Document passage.

Assume that the text will have more than one word in it.
Note the header line consisting of 123456789012345678.... this is useful to check your result.
You can make this header line as long as you like – 70 spaces would be a useful length.
"
And my code so far is:
int main() {
//input column width
printf("Enter the width of the column: ");
int column;
scanf("%d", &column);
//input text line
printf("Enter a line of text: ");
char string[80];
getchar();
gets(string);
//print 1234567890 column header
int y = 1,x = 0;
while(x < column){
if(y > 9){
y = 0;
}
printf("%d", y);
y++;
x++;
}
printf("\n");
//count spaces
int i = 0;
int space_count = 0;
while(string[i] != '\0'){
if(string[i] == 0x20){
space_count++;
}
//printf("%c", string[i]);
i++;
}
//work out variables
int string_length = i;
int remainder_space = (column - string_length);
int space_power = (remainder_space / space_count);
//int oddremainder = (space_count % remainder_space) ;
//space_power = (space_power + oddremainder);
//if
//remainder %
//insert column width check
if(string_length > column)
{
printf("Text is too long. Shouldn't be more than %dcharacters\n",
column);
return 1;
}
//output
i = 0;
while(string[i] != '\0'){
if(string[i] == 0x20){
for(x = 0; x < space_power; x++){
printf("%c", 0x20);
}
}
printf("%c", string[i]);
i++;
}
I'm sorry if this isn't the appropriate way of asking a question, my brain is fried and I can't get my head around this.

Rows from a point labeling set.

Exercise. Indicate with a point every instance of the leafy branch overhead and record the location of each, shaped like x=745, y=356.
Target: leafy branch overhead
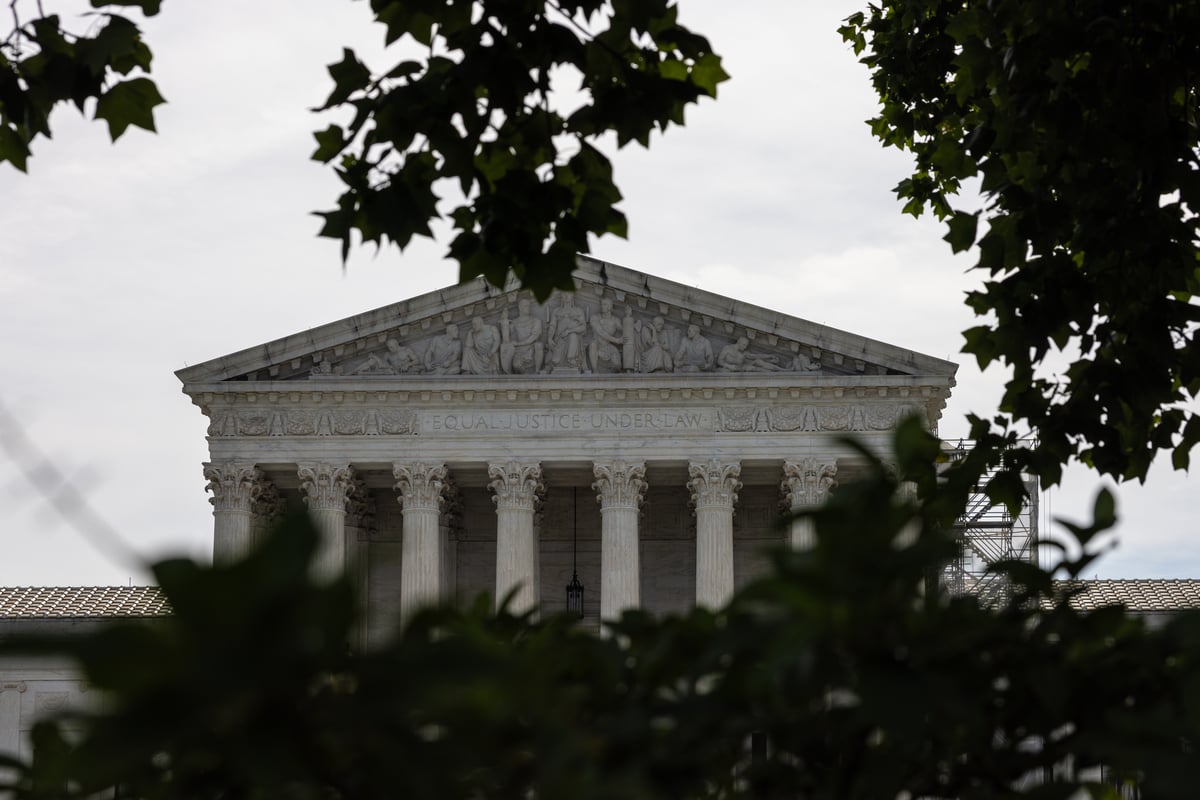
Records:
x=1080, y=128
x=486, y=112
x=42, y=64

Problem to work on.
Rewrite the text-justification post starting with "Assume that the" and going on through "check your result.", swapping "header line" for "ruler line".

The solution.
Assume that the text will have more than one word in it.
Note the ruler line consisting of 123456789012345678.... this is useful to check your result.